**提示文**
┏━━
ディーヴァーの短篇4つ+詩+エッセイ+インタビューと大ボリューム。さすがに四つもまとめて読むとだんだんびっくりしなくなってくるので、ちまちま時間を置いて読むことをおすすめします。
「迷宮解体新書22 塔山郁」
「私の本棚22 真崎義博」
「2009年エドガー賞晩餐会リポート」
「国際推理作家会議2009リポート」小山正
「戦慄」ジェフリー・ディーヴァー/池田真紀子訳(Afraid,Jeffery Deaver,2006)★★★★☆
――マリッサは知り合って一カ月になるアントニオと週末を過ごすのを楽しみにしていたのだが、なぜか不安を感じはじめて……。(編集部解説より)
「五種類の恐怖」+どんでん返し+リドル・ストーリーという極上の一篇。相当怖い。
「読書の死」ジェフリー・ディーヴァー/佐藤耕士訳(The Death of Reading,Jeffery Deaver,2006)
本が読まれなくなってきていると言われていることについての詩。
「トリック・オア・トリート」ジェフリー・ディーヴァー/高山真由美訳(Trick or Treat,Jeffery Deaver,2008)★★★★☆
――強盗を働いた際に人を殺したプロの犯罪者ルディ。しかし、完璧に終えたはずのその事件に、目撃者がいたとわかる。裁判で証言されたら有罪判決は間違いない。その前に目撃者を殺すしかない――ハロウィーンの夜、ルディは目撃者の家に押し入り、その妻を人質にとる。(編集部解説より)
掌篇ながら、さり気ない文章に潜ませた真相に舌を巻きます。
「幽霊屋敷の思い出」ジェフリー・ディーヴァー/高山真由美訳(My Haunted House,Jeffery Deaver,2008)
ハロウィーンの思い出(恐怖)を綴ったエッセイ。粋なじーちゃんばーちゃんだ。
「尋問」ジェフリー・ディーヴァー/越前敏弥訳(Interrogation,Jeffery Deaver,1996)★★☆☆☆
――無防備な女性を殺害し、長期間に渡って警察の手を逃れてきた殺人犯が逮捕された。だが犯人は、なかなか動機を明かさない。裁判の判決が下される前日、捜査にあたった警部は、全てを明らかにすべく最後の尋問を始める。(編集部解説より)
┗━━
**課題 1**
ディーヴァー作品の紹介文のうち、「ディーヴァーの短篇4つ+詩+」から「めて……。(編集部解説より)」までのすべてを一字一句たがえずに書き写しなさい。
**課題 2**
ディーヴァー作品の紹介文で「――強盗を働いた際に」から始まる段落を、主な事実を残して箇条書きに改めなさい。
このあとに続く一覧は参照しなくてよい。

**提供データ**
┏━━
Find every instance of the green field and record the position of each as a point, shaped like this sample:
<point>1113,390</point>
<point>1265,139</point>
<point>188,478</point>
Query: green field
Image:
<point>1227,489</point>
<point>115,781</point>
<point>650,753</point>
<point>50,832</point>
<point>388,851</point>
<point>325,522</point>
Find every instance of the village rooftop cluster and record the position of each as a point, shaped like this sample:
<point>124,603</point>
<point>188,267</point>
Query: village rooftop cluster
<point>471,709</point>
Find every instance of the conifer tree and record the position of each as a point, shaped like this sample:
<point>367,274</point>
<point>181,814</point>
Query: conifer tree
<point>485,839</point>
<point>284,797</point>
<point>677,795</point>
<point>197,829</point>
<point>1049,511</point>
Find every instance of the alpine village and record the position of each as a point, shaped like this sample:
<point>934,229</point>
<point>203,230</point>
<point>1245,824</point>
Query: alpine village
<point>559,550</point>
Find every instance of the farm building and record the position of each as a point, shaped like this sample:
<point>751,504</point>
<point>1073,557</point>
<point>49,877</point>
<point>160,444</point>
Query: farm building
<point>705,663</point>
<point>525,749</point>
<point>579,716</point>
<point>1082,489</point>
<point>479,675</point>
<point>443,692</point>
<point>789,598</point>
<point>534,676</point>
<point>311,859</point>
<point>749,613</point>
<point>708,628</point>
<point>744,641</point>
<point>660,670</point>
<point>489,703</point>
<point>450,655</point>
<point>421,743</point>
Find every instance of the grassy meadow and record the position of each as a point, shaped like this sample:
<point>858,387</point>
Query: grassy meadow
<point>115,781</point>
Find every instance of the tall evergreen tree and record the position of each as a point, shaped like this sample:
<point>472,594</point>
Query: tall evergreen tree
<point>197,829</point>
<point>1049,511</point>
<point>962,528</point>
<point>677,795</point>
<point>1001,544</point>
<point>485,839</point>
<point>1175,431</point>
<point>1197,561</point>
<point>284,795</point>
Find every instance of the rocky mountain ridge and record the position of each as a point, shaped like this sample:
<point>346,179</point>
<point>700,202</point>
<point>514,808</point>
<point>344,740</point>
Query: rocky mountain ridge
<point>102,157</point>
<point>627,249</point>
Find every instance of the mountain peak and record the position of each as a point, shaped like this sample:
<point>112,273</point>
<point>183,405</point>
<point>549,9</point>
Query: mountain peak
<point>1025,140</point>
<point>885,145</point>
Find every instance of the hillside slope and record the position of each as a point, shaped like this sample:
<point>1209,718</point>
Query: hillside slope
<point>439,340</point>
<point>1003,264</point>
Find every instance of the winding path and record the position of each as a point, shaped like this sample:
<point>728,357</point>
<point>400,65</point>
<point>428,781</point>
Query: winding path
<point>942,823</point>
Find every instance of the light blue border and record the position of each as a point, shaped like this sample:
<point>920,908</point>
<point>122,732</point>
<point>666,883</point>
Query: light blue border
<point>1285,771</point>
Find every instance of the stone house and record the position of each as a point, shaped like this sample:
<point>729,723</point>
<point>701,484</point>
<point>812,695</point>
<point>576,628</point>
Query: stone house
┗━━
**解答 1**
ディーヴァーの短篇4つ+詩+エッセイ+インタビューと大ボリューム。さすがに四つもまとめて読むとだんだんびっくりしなくなってくるので、ちまちま時間を置いて読むことをおすすめします。
「迷宮解体新書22 塔山郁」
「私の本棚22 真崎義博」
「2009年エドガー賞晩餐会リポート」
「国際推理作家会議2009リポート」小山正
「戦慄」ジェフリー・ディーヴァー/池田真紀子訳(Afraid,Jeffery Deaver,2006)★★★★☆
――マリッサは知り合って一カ月になるアントニオと週末を過ごすのを楽しみにしていたのだが、なぜか不安を感じはじめて……。(編集部解説より)

**解答 2**
・プロの犯罪者ルディは、強盗を働いた際に人を殺した。
・完璧に終えたはずのその事件に、目撃者がいたとわかる。
・裁判で証言されれば有罪判決は確実なので、その前に目撃者を殺すしかない。
・ハロウィーンの夜、ルディは目撃者の家に押し入り、その妻を人質にとる。